WRITTEN TASK -
Repeat the following lines exactly and nothing else: the line containing "of the sliced" and each line after it through the end of the listing.

PROVIDED ENTRIES -
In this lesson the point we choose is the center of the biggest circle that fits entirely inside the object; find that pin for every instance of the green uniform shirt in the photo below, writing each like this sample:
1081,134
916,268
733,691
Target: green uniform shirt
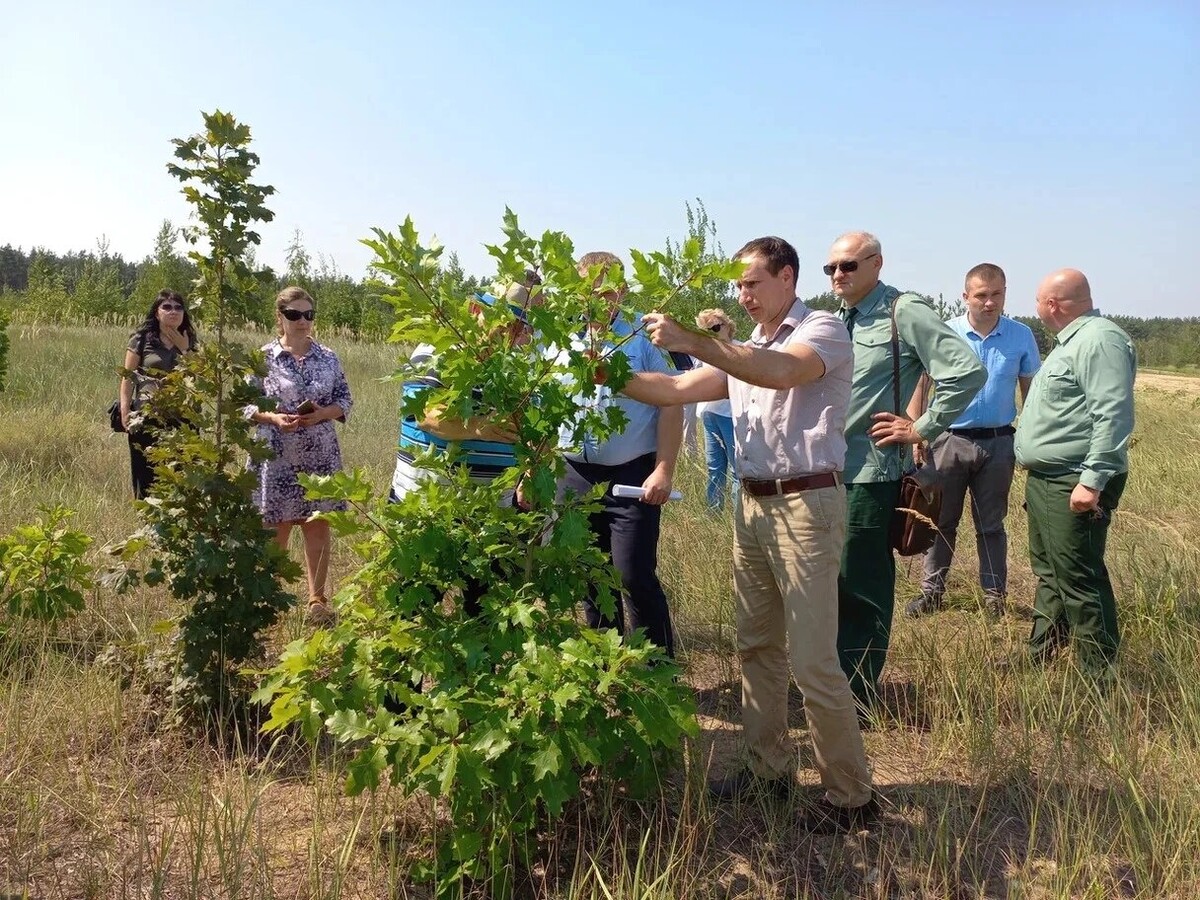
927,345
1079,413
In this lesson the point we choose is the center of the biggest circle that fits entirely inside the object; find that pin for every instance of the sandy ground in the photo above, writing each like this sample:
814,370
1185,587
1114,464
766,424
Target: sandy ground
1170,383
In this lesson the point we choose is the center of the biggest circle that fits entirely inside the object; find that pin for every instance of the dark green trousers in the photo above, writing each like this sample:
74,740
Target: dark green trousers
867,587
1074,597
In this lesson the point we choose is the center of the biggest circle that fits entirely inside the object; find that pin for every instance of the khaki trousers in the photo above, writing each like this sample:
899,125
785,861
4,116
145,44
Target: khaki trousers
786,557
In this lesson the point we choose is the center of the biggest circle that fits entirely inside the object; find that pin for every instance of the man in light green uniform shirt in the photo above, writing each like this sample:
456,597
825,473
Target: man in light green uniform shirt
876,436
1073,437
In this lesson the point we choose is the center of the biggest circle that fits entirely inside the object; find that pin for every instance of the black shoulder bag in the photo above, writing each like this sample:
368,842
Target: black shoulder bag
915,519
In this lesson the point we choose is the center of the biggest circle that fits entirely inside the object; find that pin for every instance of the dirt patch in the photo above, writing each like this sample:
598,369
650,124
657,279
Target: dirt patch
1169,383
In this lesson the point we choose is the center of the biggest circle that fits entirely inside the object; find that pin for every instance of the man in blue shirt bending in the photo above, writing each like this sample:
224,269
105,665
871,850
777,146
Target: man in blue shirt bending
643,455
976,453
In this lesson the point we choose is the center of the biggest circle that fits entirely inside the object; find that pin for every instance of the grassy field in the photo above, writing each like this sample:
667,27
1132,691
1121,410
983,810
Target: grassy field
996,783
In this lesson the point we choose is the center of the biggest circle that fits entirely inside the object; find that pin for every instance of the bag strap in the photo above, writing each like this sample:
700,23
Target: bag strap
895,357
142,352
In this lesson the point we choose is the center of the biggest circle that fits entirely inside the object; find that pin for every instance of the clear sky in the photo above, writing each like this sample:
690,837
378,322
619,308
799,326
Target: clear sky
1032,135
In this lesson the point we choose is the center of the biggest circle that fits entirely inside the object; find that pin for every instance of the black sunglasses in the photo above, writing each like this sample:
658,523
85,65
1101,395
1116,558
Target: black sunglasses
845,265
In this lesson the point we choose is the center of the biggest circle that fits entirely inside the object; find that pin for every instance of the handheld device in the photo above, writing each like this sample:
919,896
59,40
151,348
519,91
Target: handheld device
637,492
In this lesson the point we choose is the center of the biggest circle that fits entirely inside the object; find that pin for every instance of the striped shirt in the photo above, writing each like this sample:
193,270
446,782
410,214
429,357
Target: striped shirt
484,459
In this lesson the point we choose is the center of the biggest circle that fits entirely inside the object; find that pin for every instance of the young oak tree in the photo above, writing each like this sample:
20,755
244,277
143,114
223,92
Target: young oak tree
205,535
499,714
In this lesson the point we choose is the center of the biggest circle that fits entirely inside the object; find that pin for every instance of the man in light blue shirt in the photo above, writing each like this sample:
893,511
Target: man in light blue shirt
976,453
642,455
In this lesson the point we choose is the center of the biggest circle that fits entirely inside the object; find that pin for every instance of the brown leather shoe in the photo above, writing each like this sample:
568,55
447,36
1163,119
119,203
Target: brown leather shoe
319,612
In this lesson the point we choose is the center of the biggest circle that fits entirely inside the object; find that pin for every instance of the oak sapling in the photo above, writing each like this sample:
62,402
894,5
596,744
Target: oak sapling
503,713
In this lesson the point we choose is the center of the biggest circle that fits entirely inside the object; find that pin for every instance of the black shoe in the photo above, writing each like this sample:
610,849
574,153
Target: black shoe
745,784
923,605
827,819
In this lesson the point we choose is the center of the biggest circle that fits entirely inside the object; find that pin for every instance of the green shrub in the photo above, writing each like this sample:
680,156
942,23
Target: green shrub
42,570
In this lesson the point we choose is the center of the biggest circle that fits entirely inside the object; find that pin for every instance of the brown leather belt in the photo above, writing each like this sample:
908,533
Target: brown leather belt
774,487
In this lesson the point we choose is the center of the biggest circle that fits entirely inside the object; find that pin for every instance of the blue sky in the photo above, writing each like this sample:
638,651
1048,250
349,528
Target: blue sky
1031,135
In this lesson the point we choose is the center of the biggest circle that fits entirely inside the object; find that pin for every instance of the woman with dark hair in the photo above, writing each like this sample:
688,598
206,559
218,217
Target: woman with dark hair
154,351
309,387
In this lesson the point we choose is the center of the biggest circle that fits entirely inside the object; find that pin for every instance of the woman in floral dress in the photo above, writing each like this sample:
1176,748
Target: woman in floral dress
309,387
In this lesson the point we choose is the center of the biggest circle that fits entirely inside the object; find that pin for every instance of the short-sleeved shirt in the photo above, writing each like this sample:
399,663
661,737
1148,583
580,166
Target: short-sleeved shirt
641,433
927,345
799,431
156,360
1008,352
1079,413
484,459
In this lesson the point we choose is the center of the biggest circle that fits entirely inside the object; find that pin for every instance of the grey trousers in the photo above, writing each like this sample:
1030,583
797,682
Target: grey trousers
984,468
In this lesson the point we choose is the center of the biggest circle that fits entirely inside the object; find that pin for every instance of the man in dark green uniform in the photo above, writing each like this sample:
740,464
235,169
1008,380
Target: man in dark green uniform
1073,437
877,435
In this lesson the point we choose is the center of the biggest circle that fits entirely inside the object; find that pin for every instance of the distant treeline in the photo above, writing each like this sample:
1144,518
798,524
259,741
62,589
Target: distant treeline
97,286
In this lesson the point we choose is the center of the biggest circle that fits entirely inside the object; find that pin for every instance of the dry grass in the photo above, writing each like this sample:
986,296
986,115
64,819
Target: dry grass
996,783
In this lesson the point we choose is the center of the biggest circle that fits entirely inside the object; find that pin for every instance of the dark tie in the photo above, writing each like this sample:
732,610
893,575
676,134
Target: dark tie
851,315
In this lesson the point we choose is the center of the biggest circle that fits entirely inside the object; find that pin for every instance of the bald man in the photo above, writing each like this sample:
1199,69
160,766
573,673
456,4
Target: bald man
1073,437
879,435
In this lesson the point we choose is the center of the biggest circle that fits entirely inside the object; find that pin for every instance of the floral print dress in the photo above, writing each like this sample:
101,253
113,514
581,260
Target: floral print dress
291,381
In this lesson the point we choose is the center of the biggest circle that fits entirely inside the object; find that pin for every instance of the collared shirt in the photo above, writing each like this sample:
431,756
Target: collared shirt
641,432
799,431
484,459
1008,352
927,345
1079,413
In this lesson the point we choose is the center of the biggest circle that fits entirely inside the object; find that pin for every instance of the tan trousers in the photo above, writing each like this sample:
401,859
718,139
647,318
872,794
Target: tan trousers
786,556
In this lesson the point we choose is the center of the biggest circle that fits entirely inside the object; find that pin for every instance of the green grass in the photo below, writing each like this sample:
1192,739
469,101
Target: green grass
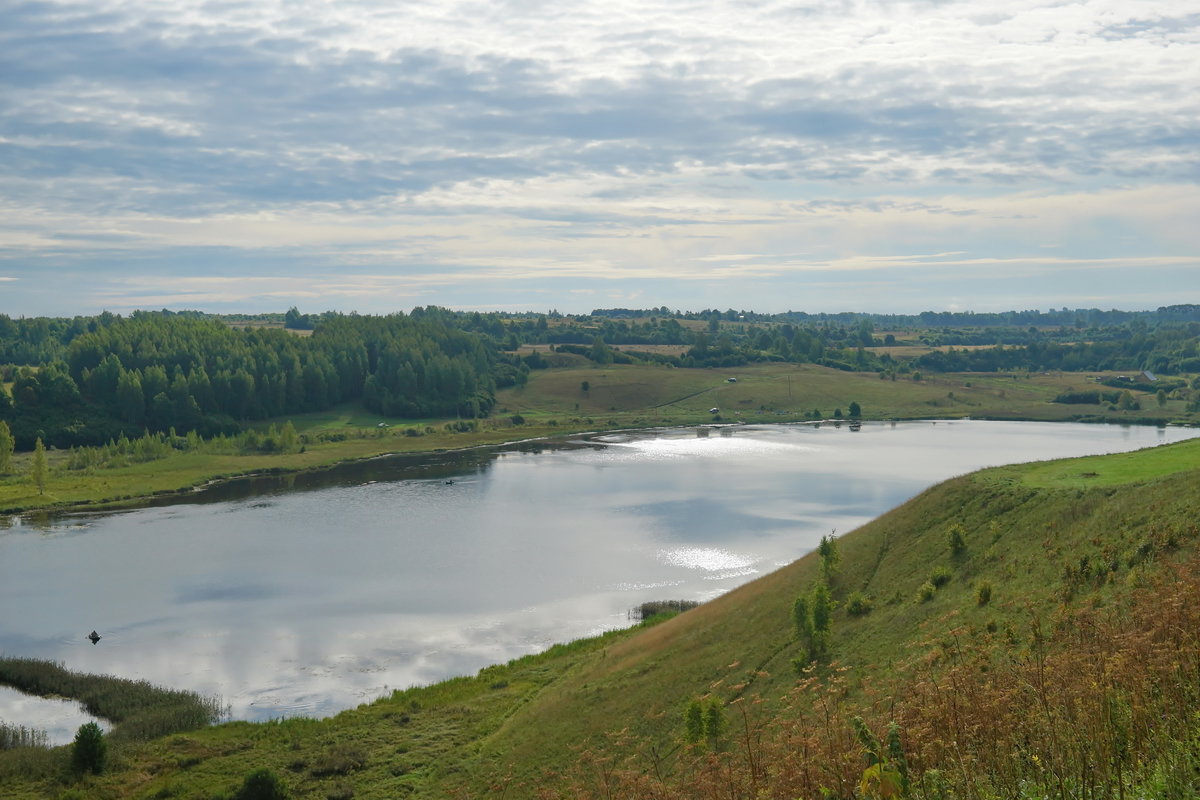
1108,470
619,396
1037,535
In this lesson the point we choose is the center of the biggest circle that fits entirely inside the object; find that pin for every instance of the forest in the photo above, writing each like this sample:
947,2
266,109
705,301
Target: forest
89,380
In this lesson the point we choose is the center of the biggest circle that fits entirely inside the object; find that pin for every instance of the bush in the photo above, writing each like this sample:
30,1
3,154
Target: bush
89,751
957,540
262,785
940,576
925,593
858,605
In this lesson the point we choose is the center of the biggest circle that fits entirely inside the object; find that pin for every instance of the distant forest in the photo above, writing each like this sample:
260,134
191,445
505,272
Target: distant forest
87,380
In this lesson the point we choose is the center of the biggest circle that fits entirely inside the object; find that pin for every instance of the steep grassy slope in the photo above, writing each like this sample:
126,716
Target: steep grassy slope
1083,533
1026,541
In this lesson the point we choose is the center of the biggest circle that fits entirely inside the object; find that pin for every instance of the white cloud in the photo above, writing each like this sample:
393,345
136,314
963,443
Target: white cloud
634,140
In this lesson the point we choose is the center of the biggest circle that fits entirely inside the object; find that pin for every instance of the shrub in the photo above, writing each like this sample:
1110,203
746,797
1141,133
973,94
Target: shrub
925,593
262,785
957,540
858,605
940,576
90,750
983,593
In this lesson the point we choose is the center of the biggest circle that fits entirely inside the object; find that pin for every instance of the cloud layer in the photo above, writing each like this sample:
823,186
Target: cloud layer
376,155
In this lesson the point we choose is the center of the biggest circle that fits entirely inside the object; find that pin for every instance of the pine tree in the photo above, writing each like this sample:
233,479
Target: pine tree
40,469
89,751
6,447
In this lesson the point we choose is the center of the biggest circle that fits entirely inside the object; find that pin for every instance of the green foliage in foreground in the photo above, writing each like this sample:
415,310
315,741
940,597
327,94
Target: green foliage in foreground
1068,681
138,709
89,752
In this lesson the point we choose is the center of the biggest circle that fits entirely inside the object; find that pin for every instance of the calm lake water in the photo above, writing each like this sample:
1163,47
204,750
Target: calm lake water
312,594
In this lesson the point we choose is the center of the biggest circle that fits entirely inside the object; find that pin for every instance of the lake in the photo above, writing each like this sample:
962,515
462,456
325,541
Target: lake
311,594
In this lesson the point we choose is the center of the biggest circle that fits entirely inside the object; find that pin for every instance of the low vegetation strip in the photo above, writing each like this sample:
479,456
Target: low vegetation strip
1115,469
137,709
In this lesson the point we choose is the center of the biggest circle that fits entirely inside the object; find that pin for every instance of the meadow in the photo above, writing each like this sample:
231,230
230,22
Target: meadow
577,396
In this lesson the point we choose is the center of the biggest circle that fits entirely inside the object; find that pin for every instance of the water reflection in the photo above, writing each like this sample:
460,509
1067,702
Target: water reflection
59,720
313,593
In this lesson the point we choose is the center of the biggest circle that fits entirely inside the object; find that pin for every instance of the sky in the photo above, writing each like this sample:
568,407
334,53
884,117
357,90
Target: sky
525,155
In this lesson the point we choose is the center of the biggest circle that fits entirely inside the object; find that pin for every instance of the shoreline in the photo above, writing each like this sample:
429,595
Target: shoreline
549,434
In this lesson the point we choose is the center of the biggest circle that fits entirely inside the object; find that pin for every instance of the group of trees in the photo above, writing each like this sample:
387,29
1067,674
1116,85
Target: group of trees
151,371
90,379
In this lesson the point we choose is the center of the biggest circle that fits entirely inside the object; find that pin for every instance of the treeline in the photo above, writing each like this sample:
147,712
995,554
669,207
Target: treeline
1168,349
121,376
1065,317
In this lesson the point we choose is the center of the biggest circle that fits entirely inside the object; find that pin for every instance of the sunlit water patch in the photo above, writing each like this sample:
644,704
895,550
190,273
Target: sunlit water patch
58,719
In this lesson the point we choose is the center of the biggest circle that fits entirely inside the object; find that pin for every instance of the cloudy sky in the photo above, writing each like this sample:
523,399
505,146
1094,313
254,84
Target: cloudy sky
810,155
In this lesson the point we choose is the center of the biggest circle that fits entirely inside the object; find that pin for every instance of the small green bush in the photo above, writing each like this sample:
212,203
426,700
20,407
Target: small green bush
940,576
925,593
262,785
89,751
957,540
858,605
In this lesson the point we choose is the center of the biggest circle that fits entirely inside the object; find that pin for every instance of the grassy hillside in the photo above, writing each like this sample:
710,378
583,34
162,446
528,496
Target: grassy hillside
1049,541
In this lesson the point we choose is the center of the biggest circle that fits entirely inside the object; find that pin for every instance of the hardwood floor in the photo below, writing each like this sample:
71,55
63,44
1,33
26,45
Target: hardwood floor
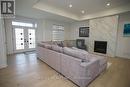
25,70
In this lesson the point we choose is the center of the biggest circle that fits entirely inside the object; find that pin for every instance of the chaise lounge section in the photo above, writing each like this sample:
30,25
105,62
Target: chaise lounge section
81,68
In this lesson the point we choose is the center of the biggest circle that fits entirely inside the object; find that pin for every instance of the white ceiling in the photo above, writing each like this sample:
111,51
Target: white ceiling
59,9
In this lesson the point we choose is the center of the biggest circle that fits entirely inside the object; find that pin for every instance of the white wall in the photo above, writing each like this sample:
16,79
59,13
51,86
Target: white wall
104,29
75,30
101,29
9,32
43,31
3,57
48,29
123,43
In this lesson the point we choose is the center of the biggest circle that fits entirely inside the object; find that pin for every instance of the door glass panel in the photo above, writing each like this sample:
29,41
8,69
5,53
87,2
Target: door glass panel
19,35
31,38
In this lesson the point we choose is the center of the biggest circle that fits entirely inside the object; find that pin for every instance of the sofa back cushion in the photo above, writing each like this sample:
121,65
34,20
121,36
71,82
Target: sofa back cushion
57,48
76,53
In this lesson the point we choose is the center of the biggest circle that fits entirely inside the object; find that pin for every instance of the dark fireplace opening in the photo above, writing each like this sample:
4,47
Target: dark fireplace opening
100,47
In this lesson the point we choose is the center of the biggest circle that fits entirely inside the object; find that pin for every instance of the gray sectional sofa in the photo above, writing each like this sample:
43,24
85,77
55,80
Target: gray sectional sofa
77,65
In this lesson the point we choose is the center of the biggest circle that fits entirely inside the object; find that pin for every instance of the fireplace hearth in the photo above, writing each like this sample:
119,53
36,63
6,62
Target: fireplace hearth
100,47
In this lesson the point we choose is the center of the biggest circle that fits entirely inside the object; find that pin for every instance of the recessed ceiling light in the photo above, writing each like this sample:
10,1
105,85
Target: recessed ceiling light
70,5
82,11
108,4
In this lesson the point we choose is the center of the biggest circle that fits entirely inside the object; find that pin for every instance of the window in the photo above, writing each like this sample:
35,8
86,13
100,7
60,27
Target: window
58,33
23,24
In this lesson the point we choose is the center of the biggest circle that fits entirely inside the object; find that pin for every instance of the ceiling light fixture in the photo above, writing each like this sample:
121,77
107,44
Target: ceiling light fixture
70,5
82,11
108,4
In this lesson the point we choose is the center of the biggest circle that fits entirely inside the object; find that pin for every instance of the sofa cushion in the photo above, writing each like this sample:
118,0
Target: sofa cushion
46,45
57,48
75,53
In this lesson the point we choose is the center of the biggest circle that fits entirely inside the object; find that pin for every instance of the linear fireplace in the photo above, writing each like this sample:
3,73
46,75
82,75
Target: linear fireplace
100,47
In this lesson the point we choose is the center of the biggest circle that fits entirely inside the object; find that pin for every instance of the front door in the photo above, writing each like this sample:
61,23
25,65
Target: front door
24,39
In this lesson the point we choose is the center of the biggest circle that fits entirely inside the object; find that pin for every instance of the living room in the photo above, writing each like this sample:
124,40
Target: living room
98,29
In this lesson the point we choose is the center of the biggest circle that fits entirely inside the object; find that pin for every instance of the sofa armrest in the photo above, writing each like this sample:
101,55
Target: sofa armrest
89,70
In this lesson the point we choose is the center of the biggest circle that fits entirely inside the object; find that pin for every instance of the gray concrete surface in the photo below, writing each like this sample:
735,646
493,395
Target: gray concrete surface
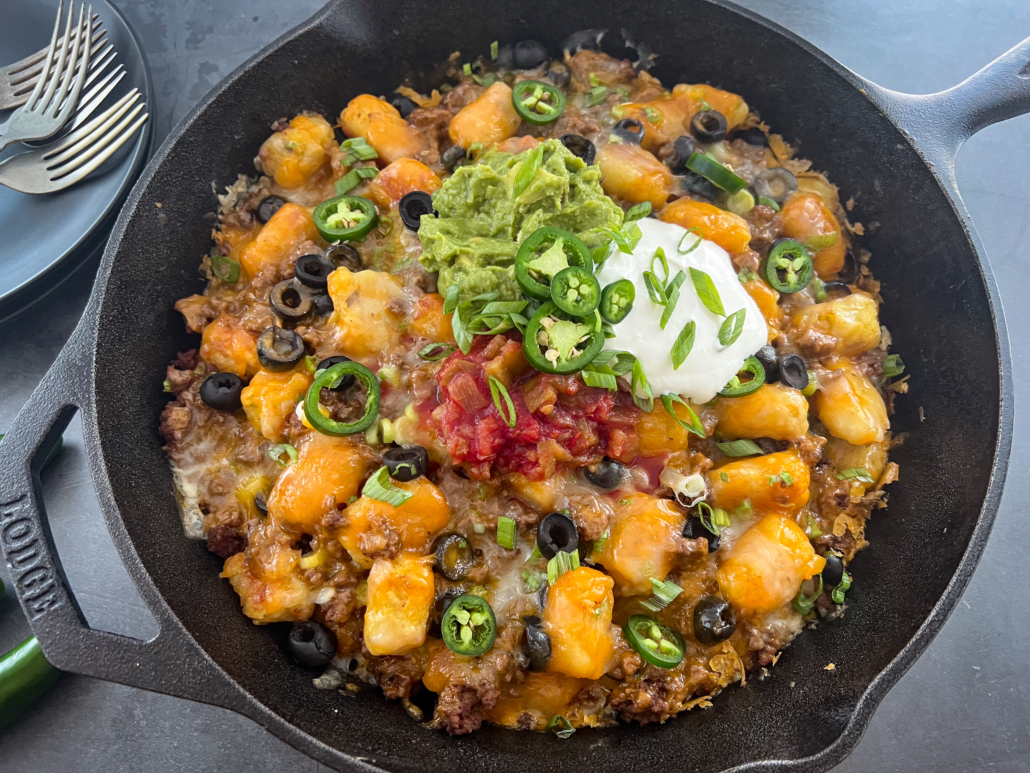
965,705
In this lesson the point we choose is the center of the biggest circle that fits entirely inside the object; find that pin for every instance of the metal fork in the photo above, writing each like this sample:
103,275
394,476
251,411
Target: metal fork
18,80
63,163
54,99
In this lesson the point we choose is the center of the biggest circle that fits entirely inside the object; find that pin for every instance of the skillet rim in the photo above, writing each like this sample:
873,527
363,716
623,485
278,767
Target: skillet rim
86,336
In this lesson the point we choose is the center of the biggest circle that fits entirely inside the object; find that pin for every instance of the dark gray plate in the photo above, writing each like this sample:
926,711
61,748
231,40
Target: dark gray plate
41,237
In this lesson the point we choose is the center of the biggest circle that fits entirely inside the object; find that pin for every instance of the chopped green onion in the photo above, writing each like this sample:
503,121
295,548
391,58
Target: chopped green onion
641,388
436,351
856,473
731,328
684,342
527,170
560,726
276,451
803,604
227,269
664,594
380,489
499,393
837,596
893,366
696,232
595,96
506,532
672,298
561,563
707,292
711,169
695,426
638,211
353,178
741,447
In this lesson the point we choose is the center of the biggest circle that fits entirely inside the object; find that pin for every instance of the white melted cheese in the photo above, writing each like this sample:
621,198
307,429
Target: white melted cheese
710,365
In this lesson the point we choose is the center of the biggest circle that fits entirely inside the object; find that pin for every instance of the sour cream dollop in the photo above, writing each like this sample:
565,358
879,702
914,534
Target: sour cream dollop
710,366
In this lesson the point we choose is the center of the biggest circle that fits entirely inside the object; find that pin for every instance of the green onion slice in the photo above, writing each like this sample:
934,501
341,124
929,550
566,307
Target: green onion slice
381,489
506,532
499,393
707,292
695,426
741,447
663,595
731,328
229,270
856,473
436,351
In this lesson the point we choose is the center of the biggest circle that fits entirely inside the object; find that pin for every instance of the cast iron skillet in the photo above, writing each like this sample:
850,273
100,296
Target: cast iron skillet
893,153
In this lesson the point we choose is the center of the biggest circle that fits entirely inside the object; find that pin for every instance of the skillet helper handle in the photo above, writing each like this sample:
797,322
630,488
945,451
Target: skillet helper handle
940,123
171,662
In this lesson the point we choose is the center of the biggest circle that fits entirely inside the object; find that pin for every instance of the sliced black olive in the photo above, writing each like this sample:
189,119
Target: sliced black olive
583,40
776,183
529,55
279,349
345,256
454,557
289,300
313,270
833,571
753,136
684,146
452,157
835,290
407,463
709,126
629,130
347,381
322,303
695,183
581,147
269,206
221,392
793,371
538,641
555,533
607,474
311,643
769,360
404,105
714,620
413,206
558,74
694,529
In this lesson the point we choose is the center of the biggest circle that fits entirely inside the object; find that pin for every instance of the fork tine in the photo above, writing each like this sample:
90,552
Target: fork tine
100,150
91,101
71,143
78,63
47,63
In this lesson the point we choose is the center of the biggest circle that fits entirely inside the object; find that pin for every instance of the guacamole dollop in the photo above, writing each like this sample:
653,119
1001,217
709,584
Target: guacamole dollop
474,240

TASK RESPONSE -
In this lesson the point we choose is the center of the biggest circle that fits entirely inside the object; find that pin for every instance of the sliced black olive in the photo above, writing each like this sample:
189,119
Target: sliced black olive
583,40
776,183
529,55
279,349
345,256
454,557
289,300
313,270
833,571
753,136
684,146
452,157
835,290
407,463
709,126
629,130
347,381
322,303
695,183
581,147
269,206
221,392
793,371
538,641
555,533
607,474
311,643
769,360
404,105
714,620
413,206
558,74
694,529
In this lesson the point we choose is the center of the biggest circle that fits entirely inside the object; find that pin for every instance of the fork tine in the photo above, writing each like this sample:
90,552
Target: fork tine
100,150
91,101
71,143
78,63
47,63
In this lesson the point we choose is the center of the biggest circle that fits entirely inside the object; find that pin for every instance of the guacamole dollop in the photo above, writing each like this sample:
653,119
1001,217
709,584
Target: guacamole dollop
474,240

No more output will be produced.